## DATA FOR ANALYSIS:
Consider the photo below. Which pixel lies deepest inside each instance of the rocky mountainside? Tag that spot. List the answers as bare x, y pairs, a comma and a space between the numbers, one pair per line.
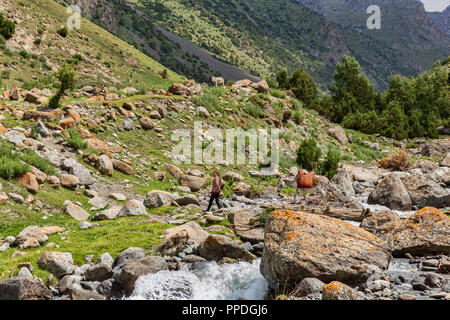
96, 204
442, 20
405, 26
266, 36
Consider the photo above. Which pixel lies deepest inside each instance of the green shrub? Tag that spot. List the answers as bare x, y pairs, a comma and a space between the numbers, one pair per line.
62, 32
24, 53
329, 167
308, 155
7, 27
75, 140
298, 117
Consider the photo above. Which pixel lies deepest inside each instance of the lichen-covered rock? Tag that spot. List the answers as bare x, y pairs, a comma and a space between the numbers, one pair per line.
425, 232
300, 245
127, 277
425, 192
391, 192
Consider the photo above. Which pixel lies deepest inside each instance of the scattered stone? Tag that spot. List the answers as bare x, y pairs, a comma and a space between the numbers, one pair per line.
133, 208
58, 263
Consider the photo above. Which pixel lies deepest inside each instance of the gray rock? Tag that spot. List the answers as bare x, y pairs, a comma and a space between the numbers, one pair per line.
58, 263
131, 272
98, 272
308, 286
133, 208
127, 256
24, 289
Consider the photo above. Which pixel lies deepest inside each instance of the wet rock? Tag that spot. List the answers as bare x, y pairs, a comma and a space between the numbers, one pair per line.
300, 245
24, 289
69, 181
308, 286
381, 223
131, 272
391, 192
196, 233
254, 233
58, 263
425, 232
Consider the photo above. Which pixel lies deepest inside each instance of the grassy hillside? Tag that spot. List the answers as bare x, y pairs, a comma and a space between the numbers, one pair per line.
264, 36
36, 50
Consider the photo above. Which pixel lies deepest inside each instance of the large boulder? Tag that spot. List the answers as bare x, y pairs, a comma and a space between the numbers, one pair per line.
300, 245
242, 221
339, 134
391, 192
343, 182
381, 223
158, 198
58, 263
425, 232
425, 192
127, 277
24, 289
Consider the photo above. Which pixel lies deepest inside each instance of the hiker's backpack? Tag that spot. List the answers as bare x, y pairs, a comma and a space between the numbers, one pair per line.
306, 180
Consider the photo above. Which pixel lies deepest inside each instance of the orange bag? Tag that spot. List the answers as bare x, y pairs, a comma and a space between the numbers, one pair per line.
306, 181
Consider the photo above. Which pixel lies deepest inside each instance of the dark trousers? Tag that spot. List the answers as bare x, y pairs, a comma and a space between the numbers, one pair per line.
214, 196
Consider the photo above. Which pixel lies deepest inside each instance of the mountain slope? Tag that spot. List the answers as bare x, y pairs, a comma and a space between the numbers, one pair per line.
265, 36
405, 26
36, 50
442, 19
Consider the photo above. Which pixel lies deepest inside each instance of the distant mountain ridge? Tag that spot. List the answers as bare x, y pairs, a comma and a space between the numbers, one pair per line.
442, 20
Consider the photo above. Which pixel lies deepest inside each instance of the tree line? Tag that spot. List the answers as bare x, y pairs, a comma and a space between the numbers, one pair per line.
409, 108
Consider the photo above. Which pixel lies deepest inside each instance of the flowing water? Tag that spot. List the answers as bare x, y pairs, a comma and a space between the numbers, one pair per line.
208, 282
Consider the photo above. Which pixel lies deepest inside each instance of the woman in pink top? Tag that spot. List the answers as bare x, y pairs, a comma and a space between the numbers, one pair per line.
215, 192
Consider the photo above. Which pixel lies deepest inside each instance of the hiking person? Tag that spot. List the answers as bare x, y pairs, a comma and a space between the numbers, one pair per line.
215, 192
280, 187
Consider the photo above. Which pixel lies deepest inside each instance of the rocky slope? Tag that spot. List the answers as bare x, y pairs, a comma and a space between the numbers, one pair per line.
91, 221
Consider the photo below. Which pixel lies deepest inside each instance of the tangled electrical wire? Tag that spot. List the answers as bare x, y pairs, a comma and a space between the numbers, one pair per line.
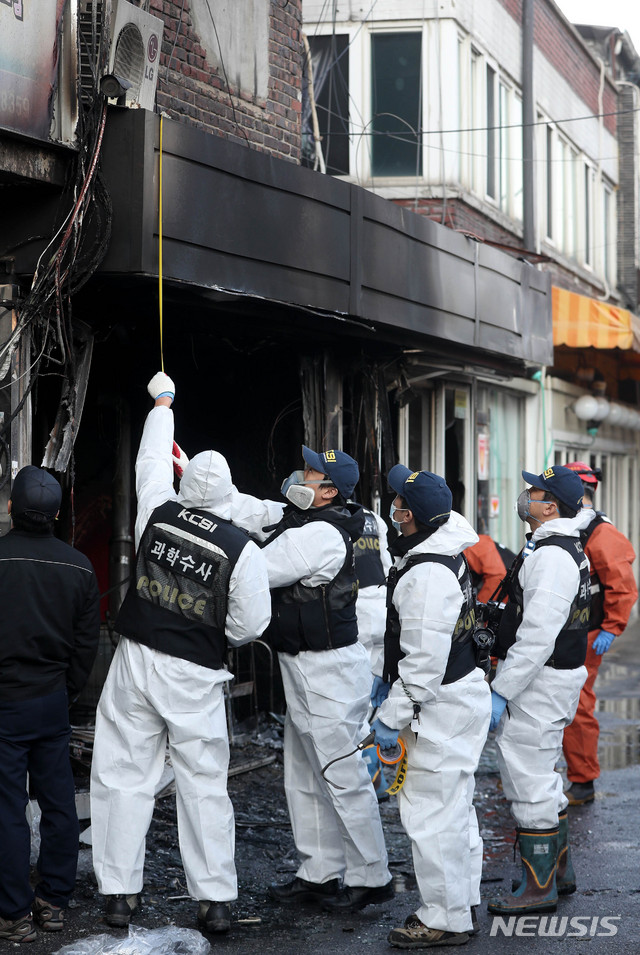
44, 316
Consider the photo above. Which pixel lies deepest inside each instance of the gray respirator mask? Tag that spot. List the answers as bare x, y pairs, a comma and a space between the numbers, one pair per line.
297, 492
522, 505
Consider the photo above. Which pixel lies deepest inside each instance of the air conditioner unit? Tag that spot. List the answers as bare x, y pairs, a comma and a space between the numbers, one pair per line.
133, 52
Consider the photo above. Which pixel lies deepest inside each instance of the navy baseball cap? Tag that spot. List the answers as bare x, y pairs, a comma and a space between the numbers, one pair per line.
35, 491
341, 469
561, 482
426, 494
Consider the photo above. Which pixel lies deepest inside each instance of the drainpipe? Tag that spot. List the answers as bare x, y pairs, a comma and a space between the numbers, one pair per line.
528, 119
121, 544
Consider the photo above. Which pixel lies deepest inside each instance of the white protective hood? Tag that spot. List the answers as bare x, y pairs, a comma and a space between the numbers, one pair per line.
449, 540
206, 483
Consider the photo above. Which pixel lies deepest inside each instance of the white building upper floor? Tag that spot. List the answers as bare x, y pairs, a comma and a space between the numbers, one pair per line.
422, 101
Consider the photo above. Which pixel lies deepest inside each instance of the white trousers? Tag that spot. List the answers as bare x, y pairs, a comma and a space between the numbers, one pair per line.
337, 833
436, 802
149, 699
529, 744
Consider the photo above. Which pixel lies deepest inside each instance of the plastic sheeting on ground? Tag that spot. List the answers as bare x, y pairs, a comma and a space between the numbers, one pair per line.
168, 940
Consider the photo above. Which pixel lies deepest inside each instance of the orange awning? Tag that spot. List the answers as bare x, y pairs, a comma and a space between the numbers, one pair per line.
583, 322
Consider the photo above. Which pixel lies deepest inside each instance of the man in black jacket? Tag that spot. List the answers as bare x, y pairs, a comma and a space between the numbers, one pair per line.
48, 642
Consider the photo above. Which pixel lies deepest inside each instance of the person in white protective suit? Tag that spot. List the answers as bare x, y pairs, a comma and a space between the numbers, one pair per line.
436, 698
373, 561
541, 646
199, 584
327, 682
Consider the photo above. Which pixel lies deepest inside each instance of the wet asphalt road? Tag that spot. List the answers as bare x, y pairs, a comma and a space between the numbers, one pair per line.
605, 839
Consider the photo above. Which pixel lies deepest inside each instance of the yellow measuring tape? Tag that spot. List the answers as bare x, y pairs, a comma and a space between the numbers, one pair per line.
401, 775
400, 762
160, 244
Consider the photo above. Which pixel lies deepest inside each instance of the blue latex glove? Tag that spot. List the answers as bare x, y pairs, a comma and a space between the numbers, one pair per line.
498, 706
386, 738
603, 641
379, 691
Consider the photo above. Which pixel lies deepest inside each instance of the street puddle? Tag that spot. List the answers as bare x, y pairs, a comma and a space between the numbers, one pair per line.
619, 744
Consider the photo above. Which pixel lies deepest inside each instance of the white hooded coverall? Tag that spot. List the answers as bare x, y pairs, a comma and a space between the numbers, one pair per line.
151, 698
541, 699
338, 834
445, 742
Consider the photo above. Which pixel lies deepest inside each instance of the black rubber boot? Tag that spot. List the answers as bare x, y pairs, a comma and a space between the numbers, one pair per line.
537, 890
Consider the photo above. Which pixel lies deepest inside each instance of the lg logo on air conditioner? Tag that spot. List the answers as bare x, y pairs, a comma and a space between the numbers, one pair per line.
152, 52
579, 926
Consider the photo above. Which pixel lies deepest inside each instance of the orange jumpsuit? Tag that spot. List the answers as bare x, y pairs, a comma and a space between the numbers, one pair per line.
611, 556
485, 561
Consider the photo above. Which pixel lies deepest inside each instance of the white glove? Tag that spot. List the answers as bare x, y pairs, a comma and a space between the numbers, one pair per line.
180, 460
161, 384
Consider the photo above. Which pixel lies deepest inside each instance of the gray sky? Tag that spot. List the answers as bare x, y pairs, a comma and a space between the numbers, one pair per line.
624, 14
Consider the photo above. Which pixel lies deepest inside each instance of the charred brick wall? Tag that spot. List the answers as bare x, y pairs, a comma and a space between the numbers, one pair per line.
193, 90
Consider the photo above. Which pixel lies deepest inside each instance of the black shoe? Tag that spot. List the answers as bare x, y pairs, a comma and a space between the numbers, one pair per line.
412, 921
18, 930
302, 891
119, 909
49, 917
580, 793
214, 916
352, 898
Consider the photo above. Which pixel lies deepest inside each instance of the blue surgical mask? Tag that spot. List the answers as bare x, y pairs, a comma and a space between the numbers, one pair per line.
392, 511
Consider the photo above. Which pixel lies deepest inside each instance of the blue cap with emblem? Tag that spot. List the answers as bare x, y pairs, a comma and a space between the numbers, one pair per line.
425, 493
341, 469
562, 482
35, 492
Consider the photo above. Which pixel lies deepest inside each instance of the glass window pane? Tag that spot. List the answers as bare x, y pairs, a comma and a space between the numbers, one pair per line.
330, 64
395, 98
500, 443
491, 132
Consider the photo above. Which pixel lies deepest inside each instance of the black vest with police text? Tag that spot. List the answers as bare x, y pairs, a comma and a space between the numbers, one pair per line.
177, 602
367, 553
570, 648
462, 659
596, 616
321, 617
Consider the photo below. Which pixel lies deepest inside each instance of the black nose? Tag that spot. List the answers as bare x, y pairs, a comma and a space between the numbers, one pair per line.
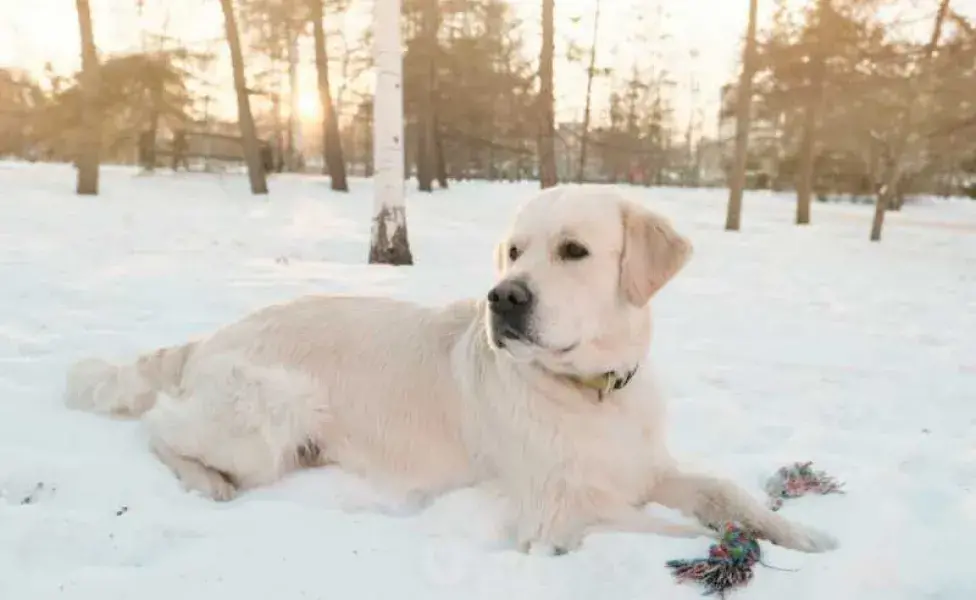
510, 298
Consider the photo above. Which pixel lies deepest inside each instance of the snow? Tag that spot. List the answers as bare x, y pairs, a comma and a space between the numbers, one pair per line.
776, 344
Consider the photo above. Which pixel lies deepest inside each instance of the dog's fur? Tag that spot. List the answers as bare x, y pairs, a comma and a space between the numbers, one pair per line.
432, 399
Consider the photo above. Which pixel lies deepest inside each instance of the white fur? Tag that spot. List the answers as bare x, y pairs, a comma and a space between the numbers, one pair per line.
426, 400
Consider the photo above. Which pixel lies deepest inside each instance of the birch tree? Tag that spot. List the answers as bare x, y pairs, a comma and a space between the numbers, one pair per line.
547, 102
743, 110
88, 154
388, 240
249, 138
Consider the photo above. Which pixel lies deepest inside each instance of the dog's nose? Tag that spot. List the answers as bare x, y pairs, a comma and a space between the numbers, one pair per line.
510, 297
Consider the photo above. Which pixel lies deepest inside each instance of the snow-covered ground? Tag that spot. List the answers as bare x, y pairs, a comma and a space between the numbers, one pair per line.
776, 344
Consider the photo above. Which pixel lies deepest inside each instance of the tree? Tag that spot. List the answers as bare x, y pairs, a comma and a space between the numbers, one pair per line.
742, 122
590, 74
907, 131
249, 139
88, 155
427, 131
547, 108
389, 243
812, 101
333, 160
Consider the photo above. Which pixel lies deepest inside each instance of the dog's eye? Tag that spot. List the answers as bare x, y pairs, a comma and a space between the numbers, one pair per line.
573, 251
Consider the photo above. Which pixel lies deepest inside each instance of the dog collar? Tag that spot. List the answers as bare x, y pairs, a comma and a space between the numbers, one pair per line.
606, 382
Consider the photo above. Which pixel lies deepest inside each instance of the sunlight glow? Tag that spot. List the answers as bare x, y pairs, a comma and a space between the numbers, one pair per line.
309, 106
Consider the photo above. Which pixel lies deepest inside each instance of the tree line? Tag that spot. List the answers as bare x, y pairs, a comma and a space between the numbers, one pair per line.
830, 100
850, 107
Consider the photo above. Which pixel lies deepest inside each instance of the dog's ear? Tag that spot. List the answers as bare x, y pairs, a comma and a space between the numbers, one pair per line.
653, 253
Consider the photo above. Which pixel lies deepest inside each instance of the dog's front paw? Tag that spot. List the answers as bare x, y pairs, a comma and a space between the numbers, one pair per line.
541, 549
806, 539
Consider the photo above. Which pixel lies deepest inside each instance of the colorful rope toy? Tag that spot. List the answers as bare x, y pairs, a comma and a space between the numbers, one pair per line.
730, 561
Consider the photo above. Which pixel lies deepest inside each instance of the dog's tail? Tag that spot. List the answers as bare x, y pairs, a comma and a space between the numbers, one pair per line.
97, 386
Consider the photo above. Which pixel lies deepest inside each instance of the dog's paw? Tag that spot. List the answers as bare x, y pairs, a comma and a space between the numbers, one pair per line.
536, 548
807, 539
207, 482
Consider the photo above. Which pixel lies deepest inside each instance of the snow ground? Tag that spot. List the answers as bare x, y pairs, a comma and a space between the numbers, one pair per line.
776, 344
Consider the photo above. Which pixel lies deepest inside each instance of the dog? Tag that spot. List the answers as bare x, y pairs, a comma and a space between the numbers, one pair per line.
537, 389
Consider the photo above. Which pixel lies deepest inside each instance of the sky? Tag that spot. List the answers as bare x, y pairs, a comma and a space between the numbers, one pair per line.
696, 41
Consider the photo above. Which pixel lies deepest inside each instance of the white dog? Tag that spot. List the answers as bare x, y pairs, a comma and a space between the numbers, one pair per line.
536, 389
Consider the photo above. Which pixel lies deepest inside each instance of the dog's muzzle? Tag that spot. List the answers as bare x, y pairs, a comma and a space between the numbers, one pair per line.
511, 303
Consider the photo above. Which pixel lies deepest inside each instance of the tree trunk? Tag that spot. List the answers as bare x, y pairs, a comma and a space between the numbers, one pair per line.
90, 148
547, 133
811, 110
907, 134
295, 162
441, 164
389, 243
426, 135
249, 139
155, 108
590, 73
333, 164
743, 109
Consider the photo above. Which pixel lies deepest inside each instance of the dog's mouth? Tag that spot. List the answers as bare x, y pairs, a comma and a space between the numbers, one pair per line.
504, 335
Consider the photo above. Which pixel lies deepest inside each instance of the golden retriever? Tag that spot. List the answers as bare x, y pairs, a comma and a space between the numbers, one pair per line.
536, 389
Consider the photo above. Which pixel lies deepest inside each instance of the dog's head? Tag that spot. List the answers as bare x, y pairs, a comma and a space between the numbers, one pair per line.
577, 270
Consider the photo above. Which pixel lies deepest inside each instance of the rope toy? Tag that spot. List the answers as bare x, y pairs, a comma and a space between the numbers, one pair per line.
730, 562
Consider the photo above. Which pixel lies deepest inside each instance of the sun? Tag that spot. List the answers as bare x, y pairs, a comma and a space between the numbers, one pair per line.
309, 106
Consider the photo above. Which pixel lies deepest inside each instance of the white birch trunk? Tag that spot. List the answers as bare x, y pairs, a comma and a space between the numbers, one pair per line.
388, 242
295, 112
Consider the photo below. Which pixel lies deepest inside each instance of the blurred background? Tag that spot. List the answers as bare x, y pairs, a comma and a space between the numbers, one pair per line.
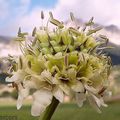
26, 14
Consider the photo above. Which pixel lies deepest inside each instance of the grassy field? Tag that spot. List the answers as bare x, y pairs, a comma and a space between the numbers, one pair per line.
66, 112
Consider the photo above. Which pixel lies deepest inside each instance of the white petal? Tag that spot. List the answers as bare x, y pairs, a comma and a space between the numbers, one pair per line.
80, 98
65, 89
29, 84
93, 103
58, 94
42, 98
90, 89
78, 87
17, 76
99, 101
23, 93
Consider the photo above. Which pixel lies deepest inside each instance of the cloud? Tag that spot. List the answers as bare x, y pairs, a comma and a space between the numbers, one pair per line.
105, 12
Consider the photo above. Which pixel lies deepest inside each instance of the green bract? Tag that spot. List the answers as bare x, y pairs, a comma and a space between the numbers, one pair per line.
63, 61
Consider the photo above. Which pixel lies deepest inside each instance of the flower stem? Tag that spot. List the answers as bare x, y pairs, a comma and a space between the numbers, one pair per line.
50, 109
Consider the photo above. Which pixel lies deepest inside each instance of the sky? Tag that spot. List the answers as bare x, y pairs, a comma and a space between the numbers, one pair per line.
26, 13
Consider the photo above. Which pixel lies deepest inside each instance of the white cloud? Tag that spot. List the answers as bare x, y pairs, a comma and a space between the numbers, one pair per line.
105, 12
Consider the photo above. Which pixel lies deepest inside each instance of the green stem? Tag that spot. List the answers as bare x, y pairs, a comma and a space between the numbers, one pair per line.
50, 109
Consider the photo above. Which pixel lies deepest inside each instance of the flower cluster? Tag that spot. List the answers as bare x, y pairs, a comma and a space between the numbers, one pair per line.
63, 61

## WORK TO BE COMPLETED:
Verbatim reproduction is required for the line holding "the flower cluster?" and for every line after it in the records, with no other line included.

## ANSWER:
Consider the photo above. Which pixel lies deepest inside each instance of the flower cluster? Tag that spot. List the answers as bare x, y pairs, a comma and a space between the numbers, one pair per line.
63, 61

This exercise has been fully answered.